Exercise requirements:
Could you edit the records below so that every occurrence of "Your task:" becomes "Instruction:", with everything else left unchanged?

Labeled-object pointing entries:
....

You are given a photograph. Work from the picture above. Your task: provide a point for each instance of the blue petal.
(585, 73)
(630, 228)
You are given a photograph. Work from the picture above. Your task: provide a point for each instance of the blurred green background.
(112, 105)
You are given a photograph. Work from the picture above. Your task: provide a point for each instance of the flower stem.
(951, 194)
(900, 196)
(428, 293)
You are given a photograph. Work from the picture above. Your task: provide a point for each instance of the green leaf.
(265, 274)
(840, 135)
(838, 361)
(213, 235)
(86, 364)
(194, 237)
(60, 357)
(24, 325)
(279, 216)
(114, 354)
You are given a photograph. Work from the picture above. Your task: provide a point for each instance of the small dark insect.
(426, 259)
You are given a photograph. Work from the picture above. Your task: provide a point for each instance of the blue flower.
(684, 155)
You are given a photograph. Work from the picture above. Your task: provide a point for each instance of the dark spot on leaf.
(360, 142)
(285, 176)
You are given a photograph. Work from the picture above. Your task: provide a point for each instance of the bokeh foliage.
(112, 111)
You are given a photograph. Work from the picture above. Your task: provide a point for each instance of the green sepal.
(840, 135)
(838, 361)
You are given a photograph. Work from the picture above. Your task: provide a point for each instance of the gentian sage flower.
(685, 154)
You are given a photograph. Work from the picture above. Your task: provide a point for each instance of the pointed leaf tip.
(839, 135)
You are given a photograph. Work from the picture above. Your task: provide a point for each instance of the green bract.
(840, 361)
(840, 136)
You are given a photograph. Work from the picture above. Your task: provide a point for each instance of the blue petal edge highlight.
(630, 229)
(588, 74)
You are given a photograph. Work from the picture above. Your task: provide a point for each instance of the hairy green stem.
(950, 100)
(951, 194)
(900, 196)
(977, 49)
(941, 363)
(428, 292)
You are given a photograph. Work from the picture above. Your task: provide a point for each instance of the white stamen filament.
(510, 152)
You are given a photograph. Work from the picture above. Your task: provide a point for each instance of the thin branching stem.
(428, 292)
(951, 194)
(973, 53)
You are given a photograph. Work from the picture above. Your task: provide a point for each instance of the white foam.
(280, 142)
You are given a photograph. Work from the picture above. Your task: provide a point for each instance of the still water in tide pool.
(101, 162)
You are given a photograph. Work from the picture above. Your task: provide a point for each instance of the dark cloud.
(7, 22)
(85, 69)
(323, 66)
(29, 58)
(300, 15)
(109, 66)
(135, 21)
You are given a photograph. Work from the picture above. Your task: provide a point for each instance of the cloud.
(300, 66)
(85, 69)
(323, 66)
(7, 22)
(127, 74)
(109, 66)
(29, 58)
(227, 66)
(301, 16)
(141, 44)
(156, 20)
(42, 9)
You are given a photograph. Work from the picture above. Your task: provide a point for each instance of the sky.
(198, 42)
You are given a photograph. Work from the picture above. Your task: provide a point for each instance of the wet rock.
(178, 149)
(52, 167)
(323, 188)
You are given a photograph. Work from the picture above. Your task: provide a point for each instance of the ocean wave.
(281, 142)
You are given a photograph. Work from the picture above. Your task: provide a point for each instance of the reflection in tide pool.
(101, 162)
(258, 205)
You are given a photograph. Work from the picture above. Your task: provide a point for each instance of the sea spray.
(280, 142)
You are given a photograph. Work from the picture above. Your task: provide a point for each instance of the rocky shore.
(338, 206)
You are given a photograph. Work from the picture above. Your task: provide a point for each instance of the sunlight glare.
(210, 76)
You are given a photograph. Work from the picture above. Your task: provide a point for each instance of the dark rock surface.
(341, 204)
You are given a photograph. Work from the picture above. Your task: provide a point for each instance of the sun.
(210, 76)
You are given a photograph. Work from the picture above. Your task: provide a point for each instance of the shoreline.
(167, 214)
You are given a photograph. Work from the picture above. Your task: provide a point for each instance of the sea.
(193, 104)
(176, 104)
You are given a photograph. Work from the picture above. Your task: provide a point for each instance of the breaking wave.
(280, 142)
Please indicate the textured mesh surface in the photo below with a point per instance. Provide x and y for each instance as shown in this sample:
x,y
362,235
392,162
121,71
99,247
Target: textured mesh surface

....

Result for this task:
You are given a photograph. Work from the picture above. Instruction: provide a point for each instance of the blue petal.
(585, 73)
(630, 228)
You are given a photograph. Work from the picture above. Instruction: provide a point for each instance of the blurred green background.
(112, 105)
You are given a photograph. Work from the picture above. Instruction: provide a point for each instance of the flower stem.
(951, 194)
(900, 196)
(428, 293)
You are given a photograph. Work from the picture above. Instruction: provide a point for each instance of the green leaf.
(265, 274)
(840, 135)
(838, 361)
(213, 235)
(86, 364)
(194, 237)
(60, 357)
(24, 325)
(279, 216)
(114, 354)
You are given a photograph. Work from the picture above. Instruction: provide a point for each instance of the small dark insect.
(426, 259)
You are given a photograph. Work from the picture above. Instruction: provide a point for each instance of the blue flower.
(684, 155)
You are given a photograph. Work from the picture above. Instruction: provide a point for each instance of the dark spot on leaf.
(360, 142)
(285, 176)
You are given a photograph. Work from the picture above. Instruction: provide a point for each instance of the bokeh foliage.
(112, 111)
You are given a photograph. Work from the picture above. Instruction: provide a point for each instance of the green sepal.
(840, 135)
(838, 361)
You are given a photograph. Work from the picture above. Instruction: provide a point for each instance of the gentian sage flower.
(685, 154)
You are given a photograph. Work from the picture above. Instruction: provide a point for each instance of the pointed leaf tip.
(839, 135)
You are given a photograph. Work from the picture above. Instruction: provide a point for each instance of the green bract.
(840, 361)
(840, 136)
You are given a photograph. Work from the picture above. Instruction: provide a point for each instance of the blue petal edge highlight.
(630, 229)
(588, 74)
You are given a photograph. Work from the picture above. Instruction: provide a point for each instance of the hairy green stem.
(950, 100)
(951, 194)
(900, 196)
(977, 49)
(941, 363)
(428, 292)
You are given a photograph. Work from the picture above. Instruction: provide a point for each instance of the white stamen filament.
(510, 152)
You are given a photograph. Work from the picture above. Instruction: provide a point for each instance of the thin branching stem.
(428, 292)
(951, 194)
(973, 53)
You are given a photograph. Work from the picture above. Instruction: provide a point for each instance of the white foam.
(280, 142)
You are given a photograph. Work from the picture above. Instruction: provide a point for each instance of the still water in tide pool.
(101, 162)
You are given a photograph. Work from the picture above. Instruction: provide a point for each instance of the dark cloud.
(7, 22)
(85, 69)
(323, 66)
(29, 58)
(300, 15)
(109, 66)
(135, 21)
You are given a photograph. Work from the picture above. Instruction: provide a point for each instance of the cloud.
(300, 66)
(85, 69)
(323, 66)
(7, 22)
(127, 74)
(109, 66)
(29, 58)
(227, 66)
(301, 16)
(141, 44)
(156, 20)
(42, 9)
You are given a photograph. Work from the picture above. Instruction: provide a point for each instance of the sky.
(198, 42)
You are given a photograph. Work from the picture above. Instruction: provide a point for each instance of the wet rock.
(178, 149)
(52, 167)
(323, 188)
You are given a photograph. Work from the picture above. Instruction: provide a point for each instance of the ocean wave.
(281, 142)
You are given a photograph. Work from the picture above. Instruction: provide a point for each instance of the reflection in tide pool.
(101, 162)
(258, 205)
You are given a photograph. Work from the picture above. Instruction: provide a point for each instance of the sea spray.
(280, 142)
You are given a photograph. Work from the picture above. Instruction: provide a point for each instance of the rocky shore.
(338, 206)
You are given a photograph. Work from the picture above. Instruction: provide a point for each instance of the sunlight glare.
(210, 76)
You are given a photograph. Work from the picture above. Instruction: provide a point for each instance of the dark rock surface.
(341, 204)
You are given a photograph. Work from the picture above. Instruction: provide a point for each instance of the sun.
(210, 76)
You are given a photograph. Work from the picture above. Instruction: provide a point for each instance of the shoreline.
(167, 214)
You are given a photograph. Work from the picture above. Instruction: provide a point for each instance of the sea.
(193, 104)
(176, 104)
You are given a photograph. Work from the picture above. Instruction: provide a point for each instance of the breaking wave.
(280, 142)
Please indicate the textured mesh surface in the photo below with a point per instance. Provide x and y for each instance as shown in this sample:
x,y
362,235
392,162
121,71
99,247
Target: textured mesh surface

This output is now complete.